(Point localization data)

/---

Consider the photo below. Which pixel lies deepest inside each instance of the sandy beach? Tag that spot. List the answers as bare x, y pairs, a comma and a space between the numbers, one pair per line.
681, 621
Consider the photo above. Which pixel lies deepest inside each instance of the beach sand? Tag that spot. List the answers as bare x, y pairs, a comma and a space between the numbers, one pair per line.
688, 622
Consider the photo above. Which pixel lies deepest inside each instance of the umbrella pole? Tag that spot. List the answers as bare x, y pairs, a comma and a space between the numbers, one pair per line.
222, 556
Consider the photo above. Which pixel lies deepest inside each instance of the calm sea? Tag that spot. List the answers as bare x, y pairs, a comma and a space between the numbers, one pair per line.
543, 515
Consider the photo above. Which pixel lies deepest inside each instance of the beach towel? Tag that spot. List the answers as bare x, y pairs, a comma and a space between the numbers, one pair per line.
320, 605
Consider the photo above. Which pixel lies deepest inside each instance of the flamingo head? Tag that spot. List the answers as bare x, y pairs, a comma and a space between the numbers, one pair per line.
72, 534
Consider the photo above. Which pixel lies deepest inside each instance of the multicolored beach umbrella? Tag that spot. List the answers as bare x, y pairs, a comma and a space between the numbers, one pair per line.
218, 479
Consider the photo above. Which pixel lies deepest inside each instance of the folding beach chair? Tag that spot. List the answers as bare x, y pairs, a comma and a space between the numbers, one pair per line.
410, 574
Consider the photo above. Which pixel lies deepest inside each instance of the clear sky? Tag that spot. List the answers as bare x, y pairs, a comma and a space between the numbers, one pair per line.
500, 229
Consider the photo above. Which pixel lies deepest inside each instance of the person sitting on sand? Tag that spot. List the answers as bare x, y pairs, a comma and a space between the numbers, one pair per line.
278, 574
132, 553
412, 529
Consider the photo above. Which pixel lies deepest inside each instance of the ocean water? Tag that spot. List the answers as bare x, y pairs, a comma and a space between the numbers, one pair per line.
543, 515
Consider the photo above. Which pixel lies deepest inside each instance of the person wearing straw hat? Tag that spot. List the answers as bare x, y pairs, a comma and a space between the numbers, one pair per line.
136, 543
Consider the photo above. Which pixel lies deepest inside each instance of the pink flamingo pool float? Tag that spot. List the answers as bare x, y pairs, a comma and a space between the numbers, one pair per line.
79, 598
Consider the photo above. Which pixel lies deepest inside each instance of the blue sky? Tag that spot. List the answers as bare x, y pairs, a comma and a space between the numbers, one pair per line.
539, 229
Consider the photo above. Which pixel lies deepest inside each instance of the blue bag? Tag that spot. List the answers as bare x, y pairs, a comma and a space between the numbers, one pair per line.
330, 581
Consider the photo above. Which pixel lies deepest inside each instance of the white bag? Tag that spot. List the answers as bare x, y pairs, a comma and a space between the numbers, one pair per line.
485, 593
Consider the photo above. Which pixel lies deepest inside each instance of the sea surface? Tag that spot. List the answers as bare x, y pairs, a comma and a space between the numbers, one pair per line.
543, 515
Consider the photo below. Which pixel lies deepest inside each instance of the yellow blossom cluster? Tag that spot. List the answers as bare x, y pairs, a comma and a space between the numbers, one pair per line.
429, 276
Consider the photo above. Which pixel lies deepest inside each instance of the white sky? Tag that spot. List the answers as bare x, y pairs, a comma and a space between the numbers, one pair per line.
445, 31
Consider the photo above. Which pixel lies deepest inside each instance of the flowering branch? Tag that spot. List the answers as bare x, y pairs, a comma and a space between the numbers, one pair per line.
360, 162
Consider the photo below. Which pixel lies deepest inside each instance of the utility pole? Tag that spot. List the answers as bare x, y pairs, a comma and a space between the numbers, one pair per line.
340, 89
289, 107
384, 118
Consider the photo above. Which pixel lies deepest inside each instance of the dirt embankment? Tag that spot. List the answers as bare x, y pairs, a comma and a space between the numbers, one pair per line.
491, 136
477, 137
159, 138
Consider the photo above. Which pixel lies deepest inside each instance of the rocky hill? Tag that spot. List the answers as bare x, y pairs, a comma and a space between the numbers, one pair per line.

\---

• **YOUR GOAL**
Copy out the data exactly as it stands, leaving nothing out.

• **SOLUTION BELOW**
Consider the photo below. Which pixel lies deepest inside each instance of the sandy beach? Tag that spot. List the answers as bare x, y pairs, a comma and a space between the numbers, one pair per line.
681, 621
Consider the photo above. Which pixel lies deepest inside each instance of the beach sand? Tag that spot. List the answers as bare x, y pairs, a comma and a space between the numbers, one pair per line.
688, 622
Consider the photo above. Which pixel lies deepest inside each instance of the umbrella pole? Tag that spot. List the answers as bare x, y pairs, a comma and a space between the numbers, one pair per line.
222, 556
Consider the photo above. Which pixel lies deepest inside each instance of the calm sea? Tag that spot. List the answers as bare x, y pairs, a comma and a space between the numbers, one pair per line.
543, 515
Consider the photo above. Which pixel lies deepest inside each instance of the beach towel? Tag that spot. List the answers as bare x, y pairs, a comma and a space between the numbers, one pair per line.
320, 605
Consider the photo above. Which pixel lies deepest inside each instance of the flamingo head? Tag that spot. List the answers as bare x, y pairs, a comma and a space between the numbers, one pair per line.
72, 534
Consider the photo above. Which pixel lies deepest inside each instance of the multicolored beach umbrella? Tag that spot. List the answers as bare x, y pairs, a comma and a space between the numbers, one pair per line.
218, 479
Consider the photo above. Which pixel lies deepest inside each instance of the folding beach chair? Tag that spot. List the answers as bare x, y pairs, a comma and a space between the numbers, one pair per line.
410, 574
Consider the photo above. Which pixel lies deepest inside each instance of the clear sky? Tag that spot. List the answers as bare x, y pairs, a comma and a space between the numbers, one pair per line.
500, 229
Consider the photo above. Which pixel lies deepest inside each instance of the person sitting on sand? Tag that spot. List the answers as bare x, y pairs, a comma and a space between the numbers, one pair per line.
278, 574
132, 553
412, 529
Consider the photo above. Which pixel lies deepest inside each instance of the ocean water? Tag that spot. List the answers as bare x, y pairs, a comma and a space between the numbers, one pair per line.
543, 515
Consider the photo above. Which pixel lies deepest inside each instance of the person wearing straw hat? Tag that spot. List the answers as bare x, y pairs, a comma and a space between the numbers, one pair per line.
136, 543
Consider the photo above. Which pixel lies deepest inside each instance of the pink flamingo pool float? Tag that spot. List the answers as bare x, y pairs, a comma and a space between the numbers, one pair per line.
79, 598
Consider the photo above. Which pixel lies deepest inside each instance of the blue sky? Tag that spot. List the answers as bare x, y pairs, a comma and a space between the numbers, one pair per line.
539, 229
Consider the photo above. Which pixel lies deepest inside each instance of the blue bag? Tag that spot. List the answers as bare x, y pairs, a comma and a space between the numbers, one pair per line.
330, 581
Consider the photo above. Which pixel lies deepest inside each instance of the white bag? Tag that spot. List the answers as bare x, y pairs, a comma and a space between the numbers, one pair per line.
485, 593
Consider the photo above. Which pixel lies deepest inside each instance of the sea surface? Tag that spot. List the answers as bare x, y pairs, a comma and a space between the numbers, one pair per line.
543, 515
Consider the photo below. Which pixel lies deepest inside each instance of the yellow blossom cluster? Tag that spot. List the answers as bare x, y pairs, a comma and a space between the numbers, one pair per line.
429, 276
Consider the photo above. Which pixel lies deepest inside each instance of the white sky? Tag that spot. List the answers as bare x, y pairs, a comma and a space between the numbers, one pair per line.
445, 31
Consider the photo above. Which pixel lies deepest inside each instance of the flowering branch? Tag that spot. List the answers as bare x, y pairs, a comma and a space between the numbers, one pair per line.
360, 162
Consider the photo below. Which pixel lies deepest inside each instance of the utility pole? Tag that spot. List the answers as bare x, y pairs, a comma and a space between the numbers, one pair per line.
340, 89
289, 107
384, 118
Consider the photo above. Which pixel lies deepest inside each instance of the dirt embankment? Tag that spot. List the answers as bare x, y pairs, a comma and a space between the numbers, one pair per line.
491, 136
477, 137
159, 138
Consider the photo above. Which pixel lies deepest inside each instance of the rocky hill? Tag that spot. List the answers as bare x, y pairs, a comma and a space between the numbers, one pair per line.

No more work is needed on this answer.